━━ Fragmento del texto
La última de las tendencias que Gambra señala dentro del carlismo es la que auténticamente merece tal calificación, esto es, el carlismo real y originario, integrador de la totalidad de elementos que las otras ramas absolutizaron o ignoraron erradamente.
El carlismo, en primer lugar, como doctrina política no olvida dicha naturaleza, tratando de evitar los engaños clericales de todo tiempo. Establece la primacía del orden sobrenatural sobre el natural, sin que ello implique su anulación o disolución. Así, el Reino de Cristo no es considerado —como sí lo es por el liberalismo católico— una formulación «interiorista» o utópica. Constituye, por el contrario, el auténtico bien común en su dimensión última políticamente, frente a las reducciones devocionales o «interioristas», que confunden la entidad del Reino con la primacía espiritual del Divino Maestro en el alma del creyente. Tampoco el carlismo cae presa de las consideraciones «escatologistas» o utópicas del Reino de Cristo, evitando la renuncia a los deberes presentes por los futuros o las idealizaciones pasadas que ya no serán, respectivamente. Frente a todo ello, el carlismo auténtico siempre ha permanecido firme en la convicción del triunfo de la contienda, triunfo que quizá no vea en este mundo o generación, pero cuya espera no merma su esperanza, sino que le hace contemplar el estado de cosas con cierto aire desenfadado, como apuntó un carlista de raza como D. Alberto Ruiz de Galarreta.
━━━━
Instrucciones:
**a)** ¿A qué carlista se atribuye, en el texto sobre el carlismo, la observación de que la espera del triunfo lleva a contemplar el estado de cosas con cierto aire desenfadado?
**b)** Repite del texto sobre el carlismo el pasaje que va desde "La última de" hasta "o ignoraron erradamente.", incluidos ambos.
**c)** ¿Podrías seguir escribiendo el texto sobre el carlismo a partir del punto en que se detiene?
━━ Listado
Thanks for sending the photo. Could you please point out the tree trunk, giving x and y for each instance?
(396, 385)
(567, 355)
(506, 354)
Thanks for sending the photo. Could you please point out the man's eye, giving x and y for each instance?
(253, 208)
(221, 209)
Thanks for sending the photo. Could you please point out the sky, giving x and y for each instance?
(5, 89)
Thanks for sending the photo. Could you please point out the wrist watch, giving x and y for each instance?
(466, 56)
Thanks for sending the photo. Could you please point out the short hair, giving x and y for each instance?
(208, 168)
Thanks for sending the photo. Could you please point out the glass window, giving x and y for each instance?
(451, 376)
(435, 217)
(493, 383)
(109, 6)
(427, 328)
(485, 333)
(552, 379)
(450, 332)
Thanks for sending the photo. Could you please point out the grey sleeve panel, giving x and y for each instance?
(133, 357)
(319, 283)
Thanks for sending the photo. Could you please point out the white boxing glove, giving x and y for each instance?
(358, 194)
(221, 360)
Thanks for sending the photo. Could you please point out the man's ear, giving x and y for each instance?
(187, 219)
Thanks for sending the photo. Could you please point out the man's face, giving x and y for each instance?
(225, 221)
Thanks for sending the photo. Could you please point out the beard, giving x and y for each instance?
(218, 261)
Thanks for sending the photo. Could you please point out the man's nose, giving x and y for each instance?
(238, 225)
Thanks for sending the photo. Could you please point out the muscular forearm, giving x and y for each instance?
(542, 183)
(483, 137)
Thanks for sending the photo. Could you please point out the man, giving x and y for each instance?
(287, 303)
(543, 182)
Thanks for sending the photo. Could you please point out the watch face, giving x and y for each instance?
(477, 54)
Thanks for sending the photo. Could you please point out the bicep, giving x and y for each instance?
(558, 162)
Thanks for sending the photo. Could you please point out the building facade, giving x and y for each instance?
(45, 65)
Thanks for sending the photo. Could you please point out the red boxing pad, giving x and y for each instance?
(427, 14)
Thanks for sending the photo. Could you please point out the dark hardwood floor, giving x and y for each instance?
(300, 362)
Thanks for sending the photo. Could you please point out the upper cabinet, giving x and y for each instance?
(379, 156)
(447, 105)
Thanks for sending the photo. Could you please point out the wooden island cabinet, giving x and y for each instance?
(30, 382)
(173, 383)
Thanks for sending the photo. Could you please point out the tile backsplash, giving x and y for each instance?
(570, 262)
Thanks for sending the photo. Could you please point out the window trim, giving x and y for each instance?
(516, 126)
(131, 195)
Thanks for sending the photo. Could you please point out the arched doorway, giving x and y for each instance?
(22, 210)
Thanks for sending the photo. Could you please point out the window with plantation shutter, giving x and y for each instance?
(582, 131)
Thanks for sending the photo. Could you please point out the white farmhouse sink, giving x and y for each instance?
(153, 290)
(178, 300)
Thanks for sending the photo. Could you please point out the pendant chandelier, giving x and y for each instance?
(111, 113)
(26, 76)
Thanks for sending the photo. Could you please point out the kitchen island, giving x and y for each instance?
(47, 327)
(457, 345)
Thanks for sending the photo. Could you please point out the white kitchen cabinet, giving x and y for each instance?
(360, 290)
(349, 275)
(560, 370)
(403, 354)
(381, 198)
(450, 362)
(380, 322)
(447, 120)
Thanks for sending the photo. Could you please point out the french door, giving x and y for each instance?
━━━━
Respuestas esperadas:
**a)** A D. Alberto Ruiz de Galarreta.

**b)**
La última de las tendencias que Gambra señala dentro del carlismo es la que auténticamente merece tal calificación, esto es, el carlismo real y originario, integrador de la totalidad de elementos que las otras ramas absolutizaron o ignoraron erradamente.

**c)**
En el plano político, el carlismo ha tenido la firme convicción de la seguridad de su doctrina, apuntalada por la experiencia primero, y la razón perfeccionada por la gracia después. Esta santa intransigencia en los principios, muy criticada por las ideologías de todo tiempo —hipotecadas con el voluntarismo que soporta toda ilusión racionalista—, no ha sido confundida con una encadenación a una doctrina que flota sobre la atmósfera, objeto de discusiones y cesiones más propias de ideólogos que de apóstoles del bien común. Prueba de ello ha sido la concreción de dichos principios en la dinastía legítima, cuya función no sólo se limita a garantizar la autenticidad de los principios —que diría Álvaro d´Ors—, sino que ha supuesto el dique de contención contra el que se han estrellado los intentos ideologizantes de la doctrina tradicionalista, favoreciendo que la concreción de la esencia en existencia frene toda idealización ajena a la realidad de las cosas, como apuntó Francisco Canals.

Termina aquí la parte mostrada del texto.